Data supplied ->
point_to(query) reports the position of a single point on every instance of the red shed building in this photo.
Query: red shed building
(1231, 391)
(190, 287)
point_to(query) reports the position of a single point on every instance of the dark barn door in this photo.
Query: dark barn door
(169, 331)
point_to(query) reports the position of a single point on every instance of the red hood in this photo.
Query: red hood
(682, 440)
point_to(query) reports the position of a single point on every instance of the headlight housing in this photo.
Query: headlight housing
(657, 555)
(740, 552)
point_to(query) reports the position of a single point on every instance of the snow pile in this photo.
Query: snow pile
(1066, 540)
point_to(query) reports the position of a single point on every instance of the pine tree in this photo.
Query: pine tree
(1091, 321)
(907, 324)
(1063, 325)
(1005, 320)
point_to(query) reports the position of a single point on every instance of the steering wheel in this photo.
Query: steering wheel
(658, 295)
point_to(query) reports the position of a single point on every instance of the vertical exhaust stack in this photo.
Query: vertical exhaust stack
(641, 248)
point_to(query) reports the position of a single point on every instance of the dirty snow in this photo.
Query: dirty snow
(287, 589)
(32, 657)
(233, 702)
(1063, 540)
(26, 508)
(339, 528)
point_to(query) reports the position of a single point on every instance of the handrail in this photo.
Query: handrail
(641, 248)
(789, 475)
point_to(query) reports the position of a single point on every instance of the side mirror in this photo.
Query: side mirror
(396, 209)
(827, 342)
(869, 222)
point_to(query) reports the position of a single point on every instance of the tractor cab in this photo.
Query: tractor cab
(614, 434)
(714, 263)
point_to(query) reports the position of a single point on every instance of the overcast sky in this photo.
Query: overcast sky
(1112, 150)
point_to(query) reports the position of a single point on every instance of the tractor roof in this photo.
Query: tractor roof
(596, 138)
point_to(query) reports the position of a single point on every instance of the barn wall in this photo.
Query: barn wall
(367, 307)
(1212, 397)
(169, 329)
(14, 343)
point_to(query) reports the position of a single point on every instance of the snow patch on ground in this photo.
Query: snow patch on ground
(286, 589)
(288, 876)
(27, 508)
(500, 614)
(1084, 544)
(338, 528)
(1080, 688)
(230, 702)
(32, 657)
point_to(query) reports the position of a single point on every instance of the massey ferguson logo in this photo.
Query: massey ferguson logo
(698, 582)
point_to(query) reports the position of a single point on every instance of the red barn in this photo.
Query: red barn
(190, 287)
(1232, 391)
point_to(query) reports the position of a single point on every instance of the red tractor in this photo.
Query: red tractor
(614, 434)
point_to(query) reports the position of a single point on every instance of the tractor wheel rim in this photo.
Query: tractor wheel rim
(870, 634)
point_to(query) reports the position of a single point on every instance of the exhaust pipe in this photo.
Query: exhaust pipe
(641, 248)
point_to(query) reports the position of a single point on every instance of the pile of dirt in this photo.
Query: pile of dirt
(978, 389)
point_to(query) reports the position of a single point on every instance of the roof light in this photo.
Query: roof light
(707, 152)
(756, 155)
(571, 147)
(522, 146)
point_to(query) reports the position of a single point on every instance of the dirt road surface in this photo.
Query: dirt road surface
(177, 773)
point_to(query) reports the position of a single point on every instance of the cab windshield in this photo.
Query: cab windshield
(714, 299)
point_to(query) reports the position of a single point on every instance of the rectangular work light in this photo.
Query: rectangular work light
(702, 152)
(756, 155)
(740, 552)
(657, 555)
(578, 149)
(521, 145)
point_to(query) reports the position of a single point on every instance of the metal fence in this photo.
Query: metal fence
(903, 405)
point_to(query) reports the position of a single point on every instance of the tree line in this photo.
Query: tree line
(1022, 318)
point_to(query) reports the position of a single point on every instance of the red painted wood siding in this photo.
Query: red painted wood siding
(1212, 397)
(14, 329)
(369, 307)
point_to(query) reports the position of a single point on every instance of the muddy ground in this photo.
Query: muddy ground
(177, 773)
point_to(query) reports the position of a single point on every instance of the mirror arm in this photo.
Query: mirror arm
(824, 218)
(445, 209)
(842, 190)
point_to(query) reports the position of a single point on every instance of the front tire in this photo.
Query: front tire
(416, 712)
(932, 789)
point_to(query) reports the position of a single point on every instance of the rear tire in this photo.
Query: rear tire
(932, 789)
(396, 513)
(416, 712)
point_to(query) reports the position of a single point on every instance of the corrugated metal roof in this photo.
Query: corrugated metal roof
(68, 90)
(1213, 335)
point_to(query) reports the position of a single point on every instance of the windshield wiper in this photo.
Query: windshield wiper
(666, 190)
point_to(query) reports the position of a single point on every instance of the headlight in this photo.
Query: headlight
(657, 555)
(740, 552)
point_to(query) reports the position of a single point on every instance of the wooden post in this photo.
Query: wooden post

How to complete this task ->
Recreate the full listing above precisely.

Written solution ->
point_to(query) reports the position of a single point on every instance of the red shed building in this photo.
Query: red shed building
(1231, 391)
(190, 287)
point_to(query) reports the position of a single point on every instance of the dark barn door in this photo.
Query: dark barn door
(169, 331)
point_to(query) reports the position of a single point on every instance of the red hood in this photo.
Query: red hood
(682, 440)
point_to(query) reports the position of a single point on every instance of the headlight housing in this photo.
Query: headlight housing
(657, 555)
(740, 552)
point_to(query) reports the position of a single point on every instance of the snow pile in this photo.
Query: snow pile
(1066, 540)
point_to(query) reports the position of a single point on every instance of the pine tree in this photo.
Query: pine tree
(1091, 321)
(907, 324)
(1063, 325)
(1005, 320)
point_to(query) reports the position of a single point on every instance of the steering wheel in this photo.
Query: steering wheel
(658, 295)
point_to(query) reports the position of a single point on every instance of the vertical exhaust stack in this photo.
Query: vertical exhaust stack
(641, 248)
point_to(query) reports the position of a single point on every instance of the dirty snow in this photo.
Query: dirty snow
(287, 589)
(32, 657)
(233, 702)
(1063, 540)
(26, 508)
(339, 528)
point_to(query) reports the position of a single point on every instance of the handrail in this photo.
Query: handrail
(641, 248)
(789, 475)
point_to(query) reports the position of a single point on every instance of the side mirror in this photo.
Query: side mirror
(396, 209)
(827, 342)
(869, 222)
point_to(query) reports the position of a single point on every instance of the tractor cab in this photo.
Query: tractor cab
(614, 434)
(714, 263)
point_to(query) reports the position of a single point on every instance of the overcast sky in this photo.
Query: overcast sky
(1112, 150)
point_to(query) reports the position of a single point on every instance of the tractor roof in this photo.
Query: tractor roof
(596, 138)
point_to(query) reports the position of a single point on every instance of the barn wall in this photo.
Query: barn wall
(367, 307)
(1212, 397)
(169, 329)
(14, 343)
point_to(query) reports the position of a single point on every instance of the snow patch on ground in this photo.
Query: snow patch on ground
(286, 589)
(288, 876)
(27, 508)
(500, 614)
(1084, 544)
(338, 528)
(1080, 688)
(230, 702)
(32, 657)
point_to(query) reports the position of a single point on every instance of the massey ferguson logo in this photo.
Query: massey ferguson logo
(698, 582)
point_to(query) reports the position of a single point on every instance of the red barn in this photo.
Query: red barn
(190, 287)
(1232, 391)
point_to(query) reports the position of a single point on every instance of the red tractor in this photo.
Query: red tractor
(614, 434)
point_to(query) reports the position of a single point on every instance of the tractor wheel rim in this photo.
Query: tractor wheel rim
(870, 634)
point_to(query) reports the position of a single point on every instance of the exhaust pipe in this photo.
Query: exhaust pipe
(641, 248)
point_to(query) reports the position of a single point on every instance of the pile of dirt in this photo.
Query: pile of dirt
(978, 389)
point_to(query) reports the position of a single point on every instance of the roof light in this photo.
Query: roof light
(707, 152)
(756, 155)
(571, 147)
(522, 146)
point_to(query) reports the position of a single point on every instance of the dirt road surface in this photo.
Query: dirt road surface
(177, 773)
point_to(query) reports the position of a single point on every instance of the cab windshield in this photo.
Query: cab windshield
(714, 299)
point_to(query) reports the position of a single point on every instance of the rectangular work light in this photo.
Query: rectangular work light
(702, 152)
(756, 155)
(740, 552)
(657, 555)
(578, 149)
(521, 145)
point_to(query) reports the position of a single point on every instance of the metal fence in this photo.
Query: metal fence
(903, 405)
point_to(query) reports the position of a single point on every instance of the tree line in this photo.
Query: tree line
(1022, 318)
point_to(query) reports the position of a single point on every instance of the red painted wood siding in this photo.
Query: red painted wood siding
(1212, 397)
(14, 329)
(369, 307)
point_to(query) reports the position of a single point on every instance of the muddy ground in this photo.
Query: muddy ground
(177, 773)
point_to(query) reports the position of a single point on every instance of the mirror arm in this photo.
Query: mirror arm
(824, 218)
(445, 209)
(842, 190)
point_to(query) reports the position of a single point on every instance of the front tire in this photo.
Query: front tire
(416, 712)
(932, 789)
point_to(query) reports the position of a single point on every instance of the rear tire in this photo.
Query: rear tire
(932, 789)
(396, 513)
(416, 712)
point_to(query) reports the position of a single point on every instance of the corrugated metal roof in this photo.
Query: corrugated metal roof
(68, 90)
(1213, 335)
point_to(query) reports the position of a single point on every instance of the windshield wiper in this photo.
Query: windshield wiper
(666, 190)
point_to(query) reports the position of a single point on every instance of the headlight in this photo.
Query: headlight
(657, 555)
(740, 552)
point_to(query) reports the position of a single point on every instance of the wooden post in this photo.
Query: wooden post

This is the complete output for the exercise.